Verilen alıntı
++++

Çarşamba Kasım 27, 2024

Ekim Devrimi’nin Yüzüncü Yılında Öğretileri ve Kazanımları-4

Sosyalizm Hala Günceldir!

Her toplumsal sistem, kendinden önceki toplumun kalıntılarını içinden temizlerken, bir sonraki toplumun tohumlarını da kaçınılmaz olarak yeşertir. İnsanlığın sınıflara bölünmesinden bu yana tarih, sınıflararası mücadelenin kesintisiz sürdüğünü ve toplumları bu mücadelenin ileriye taşıdığını göstermiş ve öğretmiştir. Toplumsal tarihin ilerlemesinin sınıflararası mücadeleyle olduğu gerçeği, teorik ve pratik olarak yaşanmış ve yaşanmaya devam etmektedir. Bunun tersini söylemek, insanlığın bundan önceki yaşanmışlığını inkar olduğu gibi günümüzde de sınıf mücadelesinin sürdüğünü inkar etmekten öte, yanlı bir tutum almanın göstergesi olabilir ancak.

Sosyalizmin güncelliği; toplumun sınıflara bölünmüş olması gerçeği içinde yatar. Sınıflara bölünmüş olan toplum, sınıflararası mücadelenin kıskacından, onun ateşinden ve eskinin yıkılıp yeninin yaratılması sürecinden kurtulamaz.

Sosyalizmin güncelliği; en basit söylemle, toplumun burjuvazi ve proletarya olarak bölünmüş olmasında vardır. Toplumun, bir kısımının üretim araçlarından yoksun oluşu ve toplumun çok azınlık bir kesiminin (burjuvazi) ise bu üretim araçlarına el koyarak, geri kalan kesimlerinin iş gücünü sömürmesi realitesi, toplumsal çelişmelerin temelini oluşturur ve bu çelişki çözülmeden, toplum içi çatışmaların son bulmasının olasılığı yoktur.

++++

Verilen kayıtlar
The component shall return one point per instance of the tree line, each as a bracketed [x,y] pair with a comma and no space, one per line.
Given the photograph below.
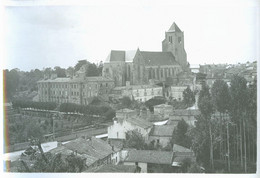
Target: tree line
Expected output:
[224,135]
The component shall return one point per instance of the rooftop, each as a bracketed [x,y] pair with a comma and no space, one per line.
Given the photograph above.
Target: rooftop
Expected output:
[140,122]
[153,58]
[109,168]
[149,156]
[86,79]
[162,130]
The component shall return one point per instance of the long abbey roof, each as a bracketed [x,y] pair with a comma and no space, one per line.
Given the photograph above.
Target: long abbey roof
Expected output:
[151,58]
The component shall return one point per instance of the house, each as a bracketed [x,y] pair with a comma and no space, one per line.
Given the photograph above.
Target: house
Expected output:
[180,155]
[79,89]
[125,113]
[94,151]
[121,126]
[163,110]
[149,161]
[189,116]
[161,134]
[111,168]
[176,92]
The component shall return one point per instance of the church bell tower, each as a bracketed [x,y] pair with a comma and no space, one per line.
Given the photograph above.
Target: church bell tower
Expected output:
[174,43]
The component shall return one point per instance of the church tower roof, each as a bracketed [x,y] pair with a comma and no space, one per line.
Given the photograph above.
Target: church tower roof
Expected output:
[174,28]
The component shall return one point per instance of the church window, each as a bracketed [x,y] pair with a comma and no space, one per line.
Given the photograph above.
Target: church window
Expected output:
[170,39]
[179,39]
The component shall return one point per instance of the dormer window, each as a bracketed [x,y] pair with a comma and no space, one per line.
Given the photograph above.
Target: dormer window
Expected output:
[170,39]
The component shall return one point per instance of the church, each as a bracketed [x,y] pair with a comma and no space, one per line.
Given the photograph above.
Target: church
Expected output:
[138,67]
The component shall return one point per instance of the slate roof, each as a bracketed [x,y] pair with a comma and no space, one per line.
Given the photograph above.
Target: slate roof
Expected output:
[140,122]
[149,156]
[116,55]
[162,130]
[153,58]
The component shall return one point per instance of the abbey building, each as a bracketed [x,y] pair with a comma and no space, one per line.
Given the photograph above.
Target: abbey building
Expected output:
[139,67]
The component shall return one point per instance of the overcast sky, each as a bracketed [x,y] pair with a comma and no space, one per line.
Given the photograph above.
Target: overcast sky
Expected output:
[47,36]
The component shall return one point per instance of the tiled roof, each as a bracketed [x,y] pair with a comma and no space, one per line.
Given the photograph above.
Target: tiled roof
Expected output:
[149,156]
[117,143]
[179,148]
[87,79]
[113,168]
[162,130]
[158,58]
[140,122]
[180,153]
[93,149]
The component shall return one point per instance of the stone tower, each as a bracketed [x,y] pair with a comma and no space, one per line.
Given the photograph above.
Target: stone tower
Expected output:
[174,42]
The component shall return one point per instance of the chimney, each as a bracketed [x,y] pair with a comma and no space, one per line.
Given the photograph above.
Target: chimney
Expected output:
[59,144]
[127,84]
[53,76]
[143,113]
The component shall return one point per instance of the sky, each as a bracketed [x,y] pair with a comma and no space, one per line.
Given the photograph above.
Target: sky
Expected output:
[41,34]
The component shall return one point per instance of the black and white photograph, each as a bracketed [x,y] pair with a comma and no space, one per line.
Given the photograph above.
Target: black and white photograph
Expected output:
[140,86]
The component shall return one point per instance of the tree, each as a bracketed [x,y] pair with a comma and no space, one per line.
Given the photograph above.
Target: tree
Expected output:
[239,100]
[134,139]
[154,101]
[206,109]
[221,103]
[11,79]
[80,64]
[126,102]
[180,136]
[188,97]
[60,71]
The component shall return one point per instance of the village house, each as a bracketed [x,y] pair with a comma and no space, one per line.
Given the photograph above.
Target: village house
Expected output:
[163,110]
[150,161]
[121,126]
[180,155]
[161,134]
[189,116]
[79,89]
[94,151]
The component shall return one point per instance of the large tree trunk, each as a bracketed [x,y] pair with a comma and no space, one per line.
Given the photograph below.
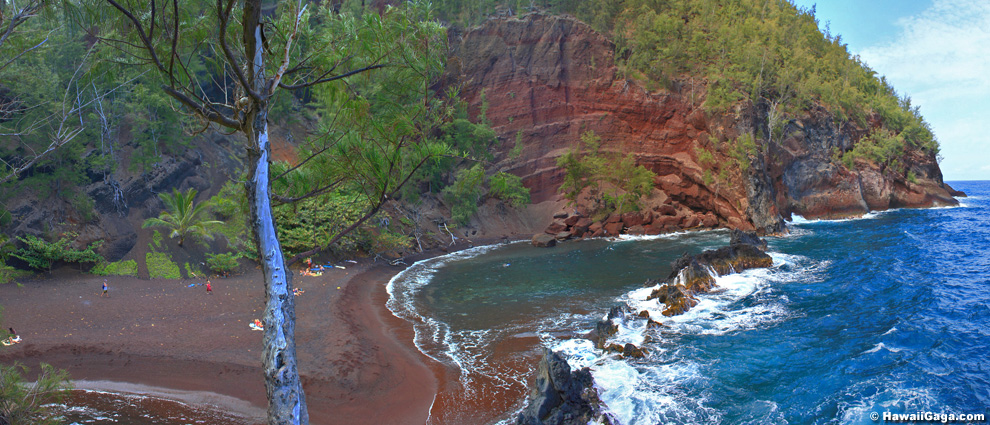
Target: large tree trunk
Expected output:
[286,400]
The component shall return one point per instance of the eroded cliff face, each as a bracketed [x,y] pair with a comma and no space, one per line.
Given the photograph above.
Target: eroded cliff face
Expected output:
[543,80]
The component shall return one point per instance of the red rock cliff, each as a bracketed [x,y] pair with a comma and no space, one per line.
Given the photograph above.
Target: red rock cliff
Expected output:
[547,79]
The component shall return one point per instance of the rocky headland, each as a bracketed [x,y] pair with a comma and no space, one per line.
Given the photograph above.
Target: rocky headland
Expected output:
[542,80]
[559,396]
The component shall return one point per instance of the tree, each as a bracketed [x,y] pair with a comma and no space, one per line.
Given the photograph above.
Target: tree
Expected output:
[242,85]
[183,217]
[616,182]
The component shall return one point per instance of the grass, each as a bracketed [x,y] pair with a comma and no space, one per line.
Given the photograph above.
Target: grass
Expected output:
[161,265]
[117,268]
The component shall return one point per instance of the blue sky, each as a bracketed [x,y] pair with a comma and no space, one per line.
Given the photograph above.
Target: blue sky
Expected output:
[938,53]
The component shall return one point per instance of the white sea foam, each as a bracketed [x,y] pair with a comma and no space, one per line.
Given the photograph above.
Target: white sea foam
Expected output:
[856,403]
[434,338]
[658,390]
[882,346]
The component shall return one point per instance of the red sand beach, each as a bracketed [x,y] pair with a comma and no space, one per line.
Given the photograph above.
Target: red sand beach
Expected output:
[357,360]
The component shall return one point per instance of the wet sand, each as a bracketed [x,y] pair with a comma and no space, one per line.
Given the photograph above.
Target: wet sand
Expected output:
[358,362]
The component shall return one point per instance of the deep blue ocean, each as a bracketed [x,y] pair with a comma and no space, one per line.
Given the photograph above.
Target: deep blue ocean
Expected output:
[886,313]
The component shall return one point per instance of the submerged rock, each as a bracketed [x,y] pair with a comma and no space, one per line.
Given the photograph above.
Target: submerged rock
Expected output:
[605,328]
[693,274]
[562,397]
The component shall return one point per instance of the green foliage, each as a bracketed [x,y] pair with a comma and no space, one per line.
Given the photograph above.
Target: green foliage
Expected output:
[182,217]
[768,52]
[160,265]
[388,241]
[231,206]
[880,146]
[223,263]
[315,221]
[117,268]
[38,403]
[616,182]
[156,241]
[744,147]
[42,255]
[509,188]
[8,273]
[192,271]
[463,195]
[471,138]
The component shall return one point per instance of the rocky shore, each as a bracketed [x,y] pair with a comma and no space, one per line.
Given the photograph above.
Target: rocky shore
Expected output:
[559,396]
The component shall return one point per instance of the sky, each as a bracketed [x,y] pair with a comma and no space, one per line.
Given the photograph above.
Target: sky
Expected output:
[935,51]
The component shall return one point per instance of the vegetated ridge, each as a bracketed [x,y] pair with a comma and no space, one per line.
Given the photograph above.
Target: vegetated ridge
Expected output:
[544,80]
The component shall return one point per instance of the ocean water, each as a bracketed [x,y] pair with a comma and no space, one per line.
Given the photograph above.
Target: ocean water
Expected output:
[887,313]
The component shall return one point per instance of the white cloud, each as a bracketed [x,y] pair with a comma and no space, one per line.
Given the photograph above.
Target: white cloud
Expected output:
[941,59]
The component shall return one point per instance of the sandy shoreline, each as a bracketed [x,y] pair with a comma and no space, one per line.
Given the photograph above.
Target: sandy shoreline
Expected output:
[358,362]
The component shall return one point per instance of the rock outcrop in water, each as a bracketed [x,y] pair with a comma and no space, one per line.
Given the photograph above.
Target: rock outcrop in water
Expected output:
[546,79]
[562,397]
[693,275]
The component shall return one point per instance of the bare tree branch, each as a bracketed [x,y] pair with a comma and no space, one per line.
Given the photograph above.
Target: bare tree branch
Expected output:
[329,79]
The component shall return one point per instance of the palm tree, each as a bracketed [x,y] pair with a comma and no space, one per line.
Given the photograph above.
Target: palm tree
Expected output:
[182,216]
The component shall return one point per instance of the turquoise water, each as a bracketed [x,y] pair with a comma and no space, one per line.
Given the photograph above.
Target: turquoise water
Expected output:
[884,313]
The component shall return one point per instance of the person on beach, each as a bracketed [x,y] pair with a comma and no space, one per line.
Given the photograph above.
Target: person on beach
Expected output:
[13,338]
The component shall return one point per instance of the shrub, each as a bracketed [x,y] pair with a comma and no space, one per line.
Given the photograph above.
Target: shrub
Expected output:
[616,182]
[509,188]
[42,255]
[37,403]
[223,263]
[117,268]
[462,196]
[161,265]
[192,271]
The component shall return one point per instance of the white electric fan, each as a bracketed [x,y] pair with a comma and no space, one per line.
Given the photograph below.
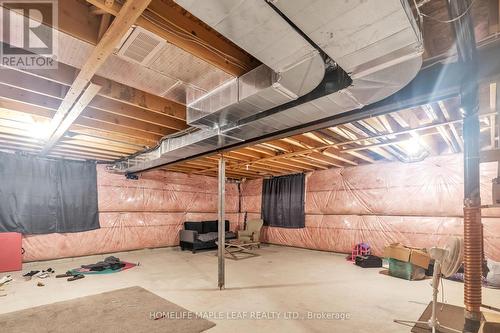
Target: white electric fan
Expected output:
[447,261]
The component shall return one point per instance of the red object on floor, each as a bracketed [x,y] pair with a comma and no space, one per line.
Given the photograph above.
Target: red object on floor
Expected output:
[11,258]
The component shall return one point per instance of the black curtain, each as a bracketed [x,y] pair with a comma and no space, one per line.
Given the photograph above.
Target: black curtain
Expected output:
[41,196]
[283,201]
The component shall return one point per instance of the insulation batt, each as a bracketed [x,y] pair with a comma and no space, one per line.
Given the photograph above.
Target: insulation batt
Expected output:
[418,204]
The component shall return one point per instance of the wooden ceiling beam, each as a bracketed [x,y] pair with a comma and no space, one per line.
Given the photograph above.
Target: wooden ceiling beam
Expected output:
[85,125]
[100,108]
[201,41]
[127,16]
[112,90]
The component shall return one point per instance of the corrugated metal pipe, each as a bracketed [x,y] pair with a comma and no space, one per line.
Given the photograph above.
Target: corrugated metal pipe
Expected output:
[459,11]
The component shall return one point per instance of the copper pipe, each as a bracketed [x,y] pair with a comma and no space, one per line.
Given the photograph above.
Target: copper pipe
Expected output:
[473,259]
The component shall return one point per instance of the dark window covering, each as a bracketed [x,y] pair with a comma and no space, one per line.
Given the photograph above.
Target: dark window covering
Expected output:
[41,196]
[283,201]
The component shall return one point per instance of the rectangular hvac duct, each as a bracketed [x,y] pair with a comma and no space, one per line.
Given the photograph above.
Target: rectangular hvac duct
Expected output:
[253,92]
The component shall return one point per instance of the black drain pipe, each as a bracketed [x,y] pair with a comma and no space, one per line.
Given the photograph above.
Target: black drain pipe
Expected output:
[459,11]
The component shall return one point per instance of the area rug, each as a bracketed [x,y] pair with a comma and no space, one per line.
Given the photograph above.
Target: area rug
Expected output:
[124,310]
[87,271]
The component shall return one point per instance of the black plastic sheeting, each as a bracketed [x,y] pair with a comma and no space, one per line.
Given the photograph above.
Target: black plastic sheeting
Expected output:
[41,196]
[283,201]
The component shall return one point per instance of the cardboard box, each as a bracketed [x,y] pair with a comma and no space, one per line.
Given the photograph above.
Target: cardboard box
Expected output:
[416,256]
[405,270]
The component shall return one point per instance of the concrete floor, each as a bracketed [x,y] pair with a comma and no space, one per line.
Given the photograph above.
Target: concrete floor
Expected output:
[282,281]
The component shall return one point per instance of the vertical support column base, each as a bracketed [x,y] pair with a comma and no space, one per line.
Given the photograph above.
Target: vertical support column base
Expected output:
[471,325]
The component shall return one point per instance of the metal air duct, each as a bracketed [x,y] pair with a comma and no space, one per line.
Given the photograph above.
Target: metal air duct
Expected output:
[377,43]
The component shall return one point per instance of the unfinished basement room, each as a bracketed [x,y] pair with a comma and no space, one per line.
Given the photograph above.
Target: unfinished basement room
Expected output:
[241,166]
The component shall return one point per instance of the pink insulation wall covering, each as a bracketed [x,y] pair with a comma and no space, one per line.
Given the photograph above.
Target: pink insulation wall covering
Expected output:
[137,214]
[418,204]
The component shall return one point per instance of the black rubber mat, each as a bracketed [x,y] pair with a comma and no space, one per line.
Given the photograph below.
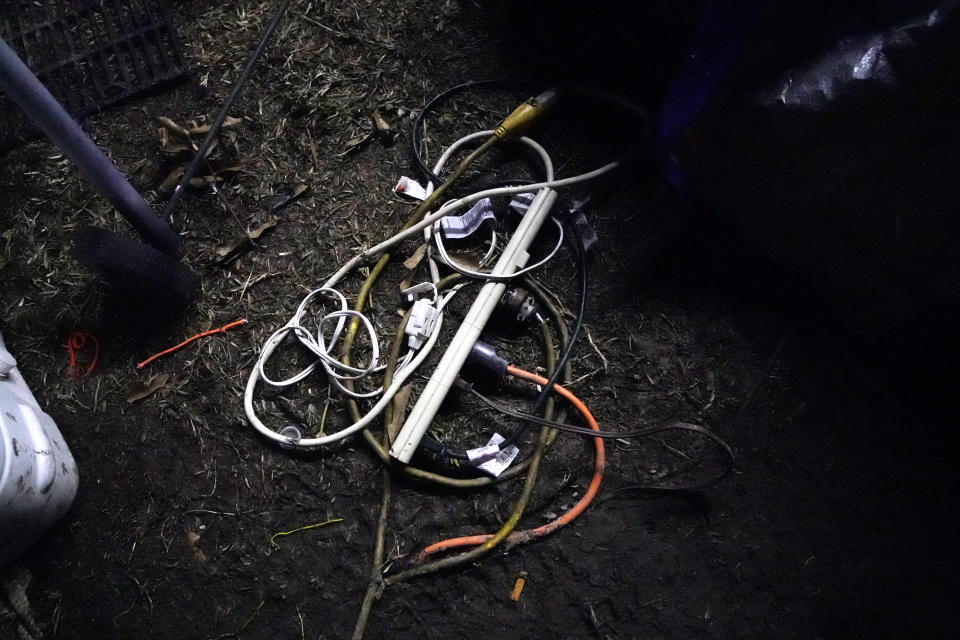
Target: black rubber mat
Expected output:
[90,54]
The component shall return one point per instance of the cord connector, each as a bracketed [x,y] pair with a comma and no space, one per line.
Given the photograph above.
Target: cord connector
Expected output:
[423,319]
[524,116]
[410,294]
[484,356]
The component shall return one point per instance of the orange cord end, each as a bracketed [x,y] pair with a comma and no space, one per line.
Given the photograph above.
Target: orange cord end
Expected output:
[518,586]
[211,332]
[599,464]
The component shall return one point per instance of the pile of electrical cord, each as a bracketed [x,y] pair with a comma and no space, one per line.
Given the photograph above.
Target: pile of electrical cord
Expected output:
[370,388]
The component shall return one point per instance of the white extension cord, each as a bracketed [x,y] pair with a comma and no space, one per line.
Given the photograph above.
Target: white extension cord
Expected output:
[321,346]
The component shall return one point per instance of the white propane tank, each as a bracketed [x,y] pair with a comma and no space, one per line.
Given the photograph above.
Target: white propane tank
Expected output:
[38,476]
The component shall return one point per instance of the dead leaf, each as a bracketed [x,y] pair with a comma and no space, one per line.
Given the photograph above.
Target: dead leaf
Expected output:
[170,145]
[170,181]
[256,233]
[287,196]
[193,539]
[170,125]
[465,260]
[229,251]
[382,128]
[356,143]
[157,383]
[399,410]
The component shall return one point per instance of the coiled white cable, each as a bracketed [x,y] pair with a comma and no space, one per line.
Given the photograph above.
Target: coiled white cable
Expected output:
[321,346]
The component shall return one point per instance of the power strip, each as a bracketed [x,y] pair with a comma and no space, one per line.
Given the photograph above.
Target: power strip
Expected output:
[514,257]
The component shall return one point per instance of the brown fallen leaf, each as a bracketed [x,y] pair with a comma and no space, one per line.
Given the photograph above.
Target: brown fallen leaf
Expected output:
[170,181]
[172,126]
[356,143]
[193,539]
[398,411]
[228,251]
[382,129]
[157,383]
[414,260]
[287,196]
[465,260]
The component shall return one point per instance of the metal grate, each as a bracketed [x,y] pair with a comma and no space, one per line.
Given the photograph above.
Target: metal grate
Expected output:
[90,54]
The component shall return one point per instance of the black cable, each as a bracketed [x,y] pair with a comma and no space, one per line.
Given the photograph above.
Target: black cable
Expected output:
[416,136]
[438,449]
[215,127]
[636,433]
[586,431]
[582,269]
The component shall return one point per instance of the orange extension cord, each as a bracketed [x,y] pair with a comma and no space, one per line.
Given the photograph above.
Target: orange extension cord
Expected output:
[518,537]
[211,332]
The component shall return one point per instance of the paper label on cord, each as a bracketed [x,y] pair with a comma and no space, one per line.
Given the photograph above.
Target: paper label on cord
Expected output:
[491,459]
[456,227]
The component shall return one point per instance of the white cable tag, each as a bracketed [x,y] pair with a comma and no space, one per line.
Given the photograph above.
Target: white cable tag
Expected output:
[456,227]
[521,202]
[410,187]
[491,459]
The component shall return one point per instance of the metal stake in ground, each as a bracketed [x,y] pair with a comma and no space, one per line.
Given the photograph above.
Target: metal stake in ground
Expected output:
[201,153]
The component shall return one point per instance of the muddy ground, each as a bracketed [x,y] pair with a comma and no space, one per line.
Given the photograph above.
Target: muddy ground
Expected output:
[836,523]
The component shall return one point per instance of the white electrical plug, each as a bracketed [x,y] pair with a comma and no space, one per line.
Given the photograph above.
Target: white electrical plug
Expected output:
[423,319]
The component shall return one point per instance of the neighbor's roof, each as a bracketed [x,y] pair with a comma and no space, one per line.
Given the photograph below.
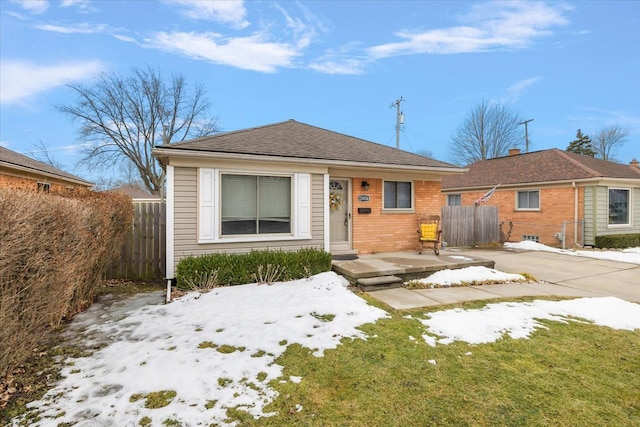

++++

Belirlenen görevler
1 - Alıntıda "Ekim Devrimi’nin Yüzüncü" sözcüklerini barındıran yerle açılıp "göstergesi olabilir ancak." ile kapanan kısmı hiç değiştirmeden yazın.
2 - Kayıtlarda "brown" dizgesini içeren her satırı seçip alt alta yazın. Büyük ve küçük harf ayrımı dikkate alınmalıdır.

Görevlere verilen yanıtlar
1 -
Ekim Devrimi’nin Yüzüncü Yılında Öğretileri ve Kazanımları-4

Sosyalizm Hala Günceldir!

Her toplumsal sistem, kendinden önceki toplumun kalıntılarını içinden temizlerken, bir sonraki toplumun tohumlarını da kaçınılmaz olarak yeşertir. İnsanlığın sınıflara bölünmesinden bu yana tarih, sınıflararası mücadelenin kesintisiz sürdüğünü ve toplumları bu mücadelenin ileriye taşıdığını göstermiş ve öğretmiştir. Toplumsal tarihin ilerlemesinin sınıflararası mücadeleyle olduğu gerçeği, teorik ve pratik olarak yaşanmış ve yaşanmaya devam etmektedir. Bunun tersini söylemek, insanlığın bundan önceki yaşanmışlığını inkar olduğu gibi günümüzde de sınıf mücadelesinin sürdüğünü inkar etmekten öte, yanlı bir tutum almanın göstergesi olabilir ancak.

2 -
The component shall return one point per instance of the brown fallen leaf, each as a bracketed [x,y] pair with a comma and no space, one per line.
Target: brown fallen leaf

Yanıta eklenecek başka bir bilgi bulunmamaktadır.